■ Travail à effectuer:
A - D'après le texte, sur combien de pages Edouard Levé dresse-t-il ses 1400 phrases ?
B - Reproduisez fidèlement le passage du texte qui va de «Un récit de» jusqu'à «18 mai 2005).».

■ Texte:
──────

Un récit de l'authenticité
Sans chapitre, sans coupure, Edouard Levé dresse ses 1400 phrases sur 125 pages, les unes à la suite des autres. Au premier abord, le texte apparait décousu. Livré sans mode d'emploi, c'est au lecteur de reconstituer l'autobiographie. Edouard Levé fait son propre inventaire en mêlant des choses graves à des choses banales.
Jacques Morice explique : «Chaque émotion, chaque impression marque le lecteur, puis s'efface, remplacée par un autre, d'importance plus ou moins égale. On se perd dans la multitude ainsi débitée, de façon mécanique, et la tristesse et la joie nous traversent, tour à tour. C'est un réel plaisir, à travers une expérience de littérature rare, que de s'y perdre» («L'insolite monsieur Edouard» , Télérama, 18 mai 2005).
Assez déroutante au départ, souvent dérangeante, l'oeuvre finit par nous saisir au fil du texte. On s'aperçoit que les phrases simples apparemment sans lien logique sont en coordonnées puisqu'elles se suivent par thème. le sujet le plus abordé est sans conteste celui de la mort et de la vie. Il fait souvent référence au suicide, ce qui révèle une sorte de mélancolie. On comprend pourquoi il pensait que Suicide mode d'emploi, censuré pour ne pas inciter au suicide, l'aiderait à mourir. Il confie : «Je ne perdrai pas la vue, je ne perdrai pas l'ouïe, je n'urinerai pas dans mon slip, je n'oublierai pas qui je suis, je serai mort avant» (p.43). Mais il reste paradoxal : «Même si c'est un drôle de cadeau, je remercie mon père et ma mère de m'avoir donné la vie» (p.61) ou «Dans mes périodes de dépression, je visualise l'enterrement consécutif à mon suicide, il y a beaucoup d'amis, de tristesse et de beauté, l'évènement est si émouvant que j'ai envie de le vivre, donc de vivre» (p.103). Il aborde la religion à plusieurs reprises et s'il apparaît assez clairement qu'il est athée, on peut pourtant lire : «Je crois que je ne crois plus en Dieu, mais de temps à autre, le soir, je me demande si vraiment je n'y crois plus» (p.60).
Au milieu de ces phrases lourdes de sens, on en trouve d'autres d'une banalité déconcertante, provoquant un effet comique «Je n'aime pas les bananes» (p.54) ou «Je n'ai rien à dire sur les citernes» (p.118). Edouard Levé décrit aussi des vérités qui s'appliquent à tous : Je ne me souviens pas de ce que j'ai vu lorsque s'est ouverte la porte du ventre» (p.121). Souvent comique, l'auteur ne cherche pas à écrire un texte larmoyant, mais véridique. Cependant, il laisse parfois transparaitre son mal-être : «J'ai un jour dit à mon analyste : «Je ne jouis pas de ce que je possède», et j'ai pleuré». (p.89). Il revient aussi à plusieurs reprises sur l'enfant qu'il aurait pu avoir : «Il n'y a pas de mot, mais des périphrases, pour décrire une situation dans laquelle je me suis trouvé : la femme avec qui j'étais est tombée enceinte de moi, puis elle a avorté, mais moi, je n'étais pas enceint, j'étais avec une femme enceinte de moi, puis je n'ai pas avorté, mais j'ai été «celui qui est avec une femme qui a avorté de l'enfant qu'elle portait de lui» : un mot pour elle, une lourde formule pour moi» (p.93).Cet évènement semble l'avoir profondément marqué et sa façon simple et sincère de le rapporter ne peut qu'émouvoir le lecteur.

──────

■ Extraits des items:
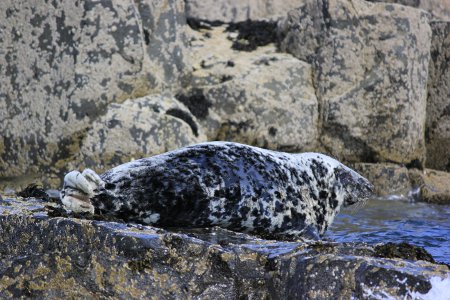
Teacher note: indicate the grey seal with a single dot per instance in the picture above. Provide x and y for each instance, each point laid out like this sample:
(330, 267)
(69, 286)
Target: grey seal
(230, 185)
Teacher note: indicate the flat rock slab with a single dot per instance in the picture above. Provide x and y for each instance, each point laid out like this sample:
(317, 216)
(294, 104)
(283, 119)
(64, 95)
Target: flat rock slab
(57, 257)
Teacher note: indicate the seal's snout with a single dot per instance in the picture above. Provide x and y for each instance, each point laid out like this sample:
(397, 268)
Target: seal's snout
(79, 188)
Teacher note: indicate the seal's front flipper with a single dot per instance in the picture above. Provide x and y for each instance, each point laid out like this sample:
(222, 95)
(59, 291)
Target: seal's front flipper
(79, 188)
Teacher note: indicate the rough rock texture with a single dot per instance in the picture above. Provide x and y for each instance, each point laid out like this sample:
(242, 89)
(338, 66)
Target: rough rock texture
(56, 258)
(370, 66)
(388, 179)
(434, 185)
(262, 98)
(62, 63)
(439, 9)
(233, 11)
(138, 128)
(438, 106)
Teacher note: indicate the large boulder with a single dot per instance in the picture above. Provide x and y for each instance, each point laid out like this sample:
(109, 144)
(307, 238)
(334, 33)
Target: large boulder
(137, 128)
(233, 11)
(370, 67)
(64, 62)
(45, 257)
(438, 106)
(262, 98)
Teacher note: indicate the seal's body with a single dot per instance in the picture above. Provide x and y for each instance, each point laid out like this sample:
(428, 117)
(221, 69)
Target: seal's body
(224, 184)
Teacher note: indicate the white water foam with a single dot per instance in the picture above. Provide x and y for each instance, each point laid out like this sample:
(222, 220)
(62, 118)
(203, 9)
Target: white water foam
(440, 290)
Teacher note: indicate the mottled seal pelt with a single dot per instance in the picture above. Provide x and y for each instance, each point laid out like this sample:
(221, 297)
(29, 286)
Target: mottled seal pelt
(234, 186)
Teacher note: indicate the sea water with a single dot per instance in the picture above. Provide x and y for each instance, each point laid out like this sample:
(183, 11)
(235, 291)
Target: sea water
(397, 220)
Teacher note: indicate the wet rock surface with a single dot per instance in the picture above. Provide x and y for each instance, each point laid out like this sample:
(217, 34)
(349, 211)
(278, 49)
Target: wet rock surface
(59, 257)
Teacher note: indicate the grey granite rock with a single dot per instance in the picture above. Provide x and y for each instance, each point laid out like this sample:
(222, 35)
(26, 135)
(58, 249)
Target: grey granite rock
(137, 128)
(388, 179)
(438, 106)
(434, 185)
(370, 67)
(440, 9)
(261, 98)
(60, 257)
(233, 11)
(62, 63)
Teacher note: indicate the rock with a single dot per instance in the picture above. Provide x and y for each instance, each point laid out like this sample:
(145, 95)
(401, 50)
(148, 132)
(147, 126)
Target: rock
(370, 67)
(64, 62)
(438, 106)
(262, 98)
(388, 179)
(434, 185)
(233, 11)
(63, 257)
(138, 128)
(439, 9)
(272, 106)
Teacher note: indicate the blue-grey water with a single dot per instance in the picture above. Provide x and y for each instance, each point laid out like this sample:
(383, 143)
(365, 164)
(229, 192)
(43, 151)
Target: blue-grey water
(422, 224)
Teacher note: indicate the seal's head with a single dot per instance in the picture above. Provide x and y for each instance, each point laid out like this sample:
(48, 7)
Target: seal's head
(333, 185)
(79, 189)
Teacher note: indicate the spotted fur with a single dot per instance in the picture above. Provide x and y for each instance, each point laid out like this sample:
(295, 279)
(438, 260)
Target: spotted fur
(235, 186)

──────

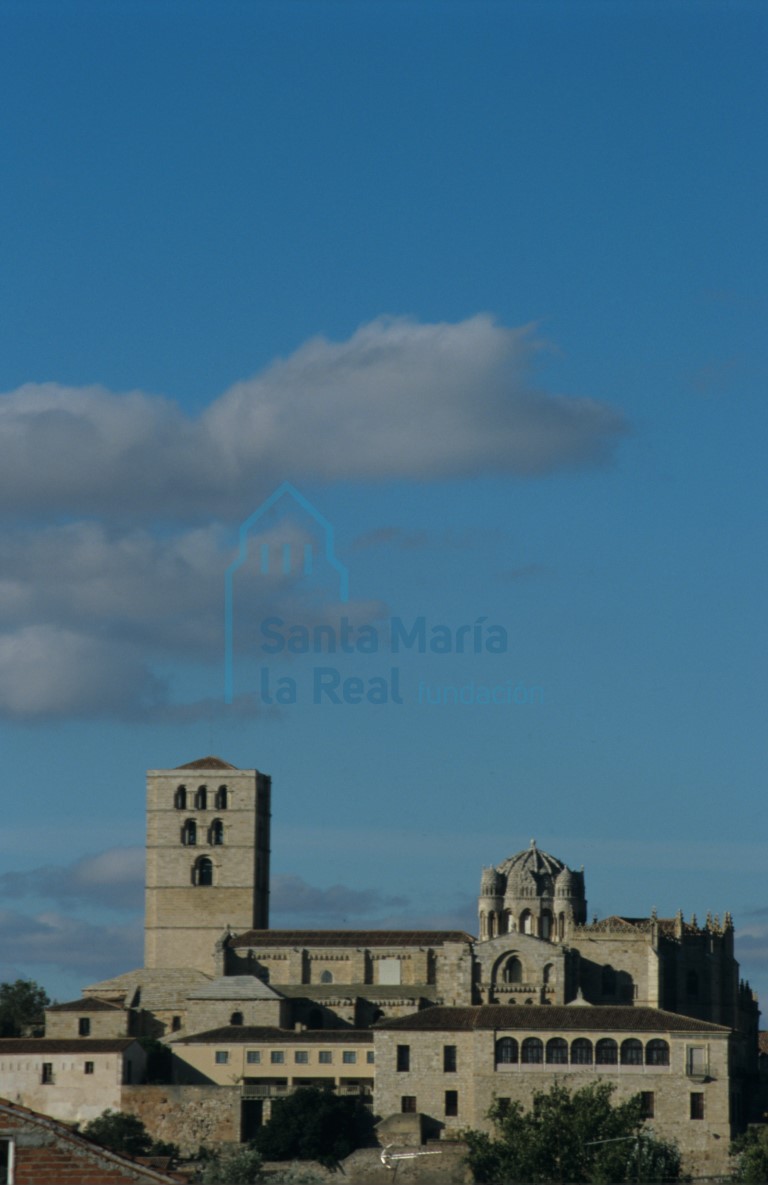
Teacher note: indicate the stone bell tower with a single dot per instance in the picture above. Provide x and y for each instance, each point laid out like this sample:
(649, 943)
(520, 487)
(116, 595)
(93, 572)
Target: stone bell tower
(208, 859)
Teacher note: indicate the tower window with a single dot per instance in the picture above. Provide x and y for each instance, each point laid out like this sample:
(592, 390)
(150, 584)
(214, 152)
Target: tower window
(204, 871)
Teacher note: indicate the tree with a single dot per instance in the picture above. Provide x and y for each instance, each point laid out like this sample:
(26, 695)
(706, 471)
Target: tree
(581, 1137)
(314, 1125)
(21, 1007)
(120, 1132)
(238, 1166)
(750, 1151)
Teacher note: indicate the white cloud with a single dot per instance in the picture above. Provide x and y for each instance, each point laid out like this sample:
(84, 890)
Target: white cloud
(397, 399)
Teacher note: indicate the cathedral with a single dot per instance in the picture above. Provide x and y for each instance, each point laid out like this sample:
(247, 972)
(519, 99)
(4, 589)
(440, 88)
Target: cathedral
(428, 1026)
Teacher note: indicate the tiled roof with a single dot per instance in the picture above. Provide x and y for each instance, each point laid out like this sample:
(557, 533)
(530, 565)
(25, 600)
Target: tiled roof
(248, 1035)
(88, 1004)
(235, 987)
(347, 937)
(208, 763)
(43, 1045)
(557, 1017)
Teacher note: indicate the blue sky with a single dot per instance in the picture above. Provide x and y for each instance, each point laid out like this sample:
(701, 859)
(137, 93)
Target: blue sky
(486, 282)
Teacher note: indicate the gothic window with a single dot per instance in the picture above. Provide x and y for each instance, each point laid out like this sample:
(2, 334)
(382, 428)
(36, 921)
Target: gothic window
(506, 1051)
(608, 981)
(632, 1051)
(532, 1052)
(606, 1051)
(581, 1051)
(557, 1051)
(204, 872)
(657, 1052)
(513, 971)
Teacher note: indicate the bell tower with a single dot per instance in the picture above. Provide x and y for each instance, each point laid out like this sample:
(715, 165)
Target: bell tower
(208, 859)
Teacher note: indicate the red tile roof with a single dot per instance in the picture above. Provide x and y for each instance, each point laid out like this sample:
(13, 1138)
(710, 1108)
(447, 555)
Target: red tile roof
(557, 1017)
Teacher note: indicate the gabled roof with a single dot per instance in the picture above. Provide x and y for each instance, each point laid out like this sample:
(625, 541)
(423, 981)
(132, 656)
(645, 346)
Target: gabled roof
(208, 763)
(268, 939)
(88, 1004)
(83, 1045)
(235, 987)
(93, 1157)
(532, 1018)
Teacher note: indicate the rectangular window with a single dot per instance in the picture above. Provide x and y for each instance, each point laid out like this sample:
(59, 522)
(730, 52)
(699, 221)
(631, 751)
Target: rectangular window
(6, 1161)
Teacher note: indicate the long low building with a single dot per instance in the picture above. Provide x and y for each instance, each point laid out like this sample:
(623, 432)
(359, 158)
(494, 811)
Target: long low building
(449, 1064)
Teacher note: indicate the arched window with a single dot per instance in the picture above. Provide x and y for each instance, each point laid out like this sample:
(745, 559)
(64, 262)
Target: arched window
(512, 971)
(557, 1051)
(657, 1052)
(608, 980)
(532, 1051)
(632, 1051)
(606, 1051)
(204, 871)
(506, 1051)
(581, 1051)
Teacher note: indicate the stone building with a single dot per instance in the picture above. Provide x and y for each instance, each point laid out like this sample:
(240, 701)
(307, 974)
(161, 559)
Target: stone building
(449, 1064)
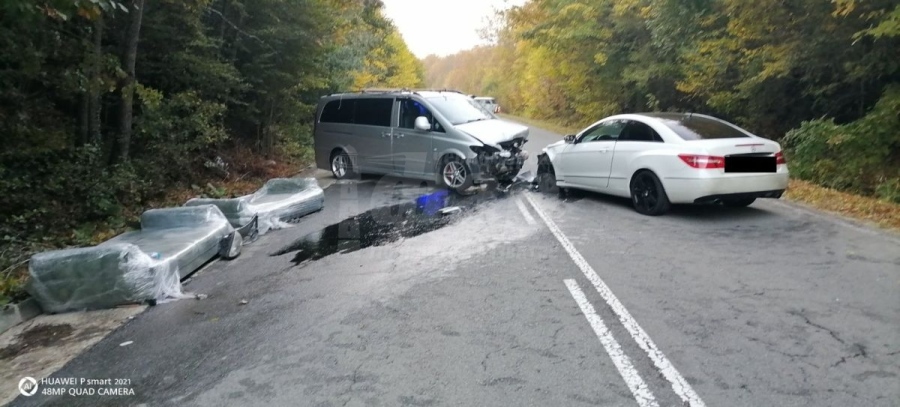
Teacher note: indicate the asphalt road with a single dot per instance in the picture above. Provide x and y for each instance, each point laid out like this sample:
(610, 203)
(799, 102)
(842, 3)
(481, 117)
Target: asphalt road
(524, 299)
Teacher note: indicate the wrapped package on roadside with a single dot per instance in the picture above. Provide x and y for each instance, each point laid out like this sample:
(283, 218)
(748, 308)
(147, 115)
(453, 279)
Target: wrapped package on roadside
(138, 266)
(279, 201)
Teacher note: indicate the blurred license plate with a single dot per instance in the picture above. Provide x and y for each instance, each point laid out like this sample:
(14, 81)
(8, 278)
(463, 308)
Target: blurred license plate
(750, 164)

──────

■ Réponses par consigne:
A - Sur 125 pages.

B -
Un récit de l'authenticité
Sans chapitre, sans coupure, Edouard Levé dresse ses 1400 phrases sur 125 pages, les unes à la suite des autres. Au premier abord, le texte apparait décousu. Livré sans mode d'emploi, c'est au lecteur de reconstituer l'autobiographie. Edouard Levé fait son propre inventaire en mêlant des choses graves à des choses banales.
Jacques Morice explique : «Chaque émotion, chaque impression marque le lecteur, puis s'efface, remplacée par un autre, d'importance plus ou moins égale. On se perd dans la multitude ainsi débitée, de façon mécanique, et la tristesse et la joie nous traversent, tour à tour. C'est un réel plaisir, à travers une expérience de littérature rare, que de s'y perdre» («L'insolite monsieur Edouard» , Télérama, 18 mai 2005).